Supplied material:
/---

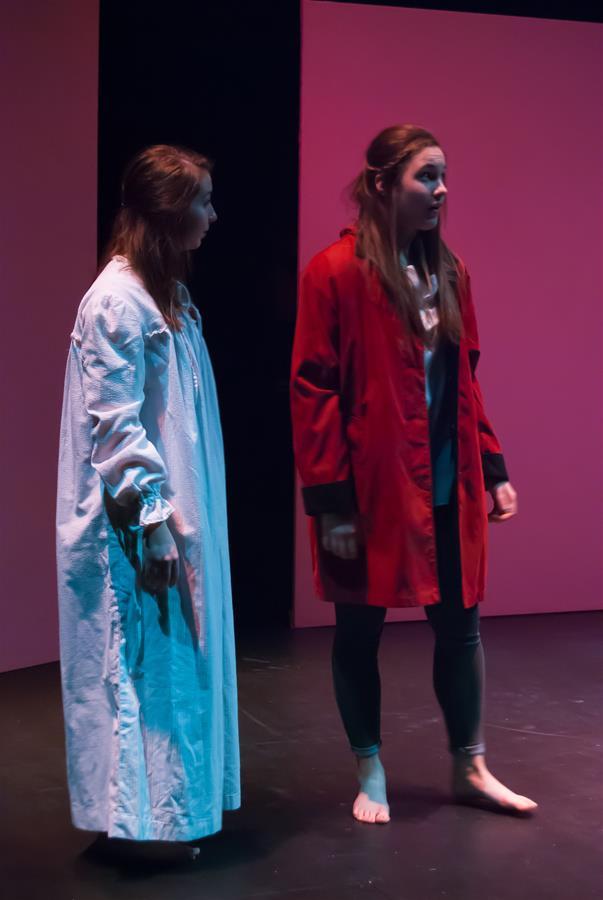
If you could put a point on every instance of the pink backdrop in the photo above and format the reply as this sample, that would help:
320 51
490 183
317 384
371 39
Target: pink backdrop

\---
/---

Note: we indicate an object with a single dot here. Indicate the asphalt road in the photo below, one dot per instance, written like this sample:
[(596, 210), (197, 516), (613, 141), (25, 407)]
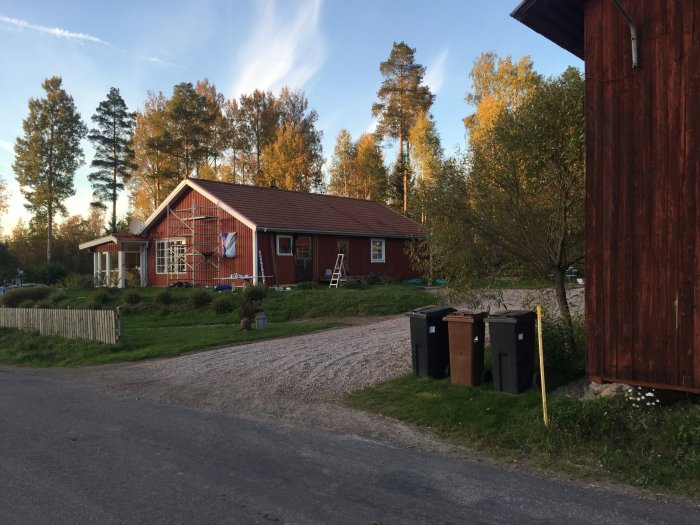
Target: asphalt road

\---
/---

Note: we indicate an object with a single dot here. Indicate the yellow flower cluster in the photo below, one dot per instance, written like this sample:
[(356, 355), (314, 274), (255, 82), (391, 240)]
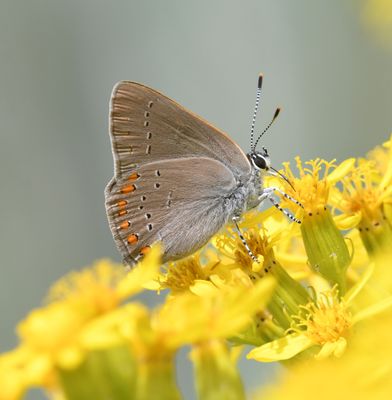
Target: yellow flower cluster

\---

Exercise brief:
What's needed is an exact copy of the lines above from the one with "Indicate the yellow" through the one with "Target: yellow flower cluster", both included; the pictures stay out.

Exercise output:
Note: we indicate an object with a single dot here. Indicate the yellow flower cluster in the photo below, one dot per instance, written like this sample:
[(356, 355), (314, 274), (255, 82), (391, 240)]
Target: yellow flower cluster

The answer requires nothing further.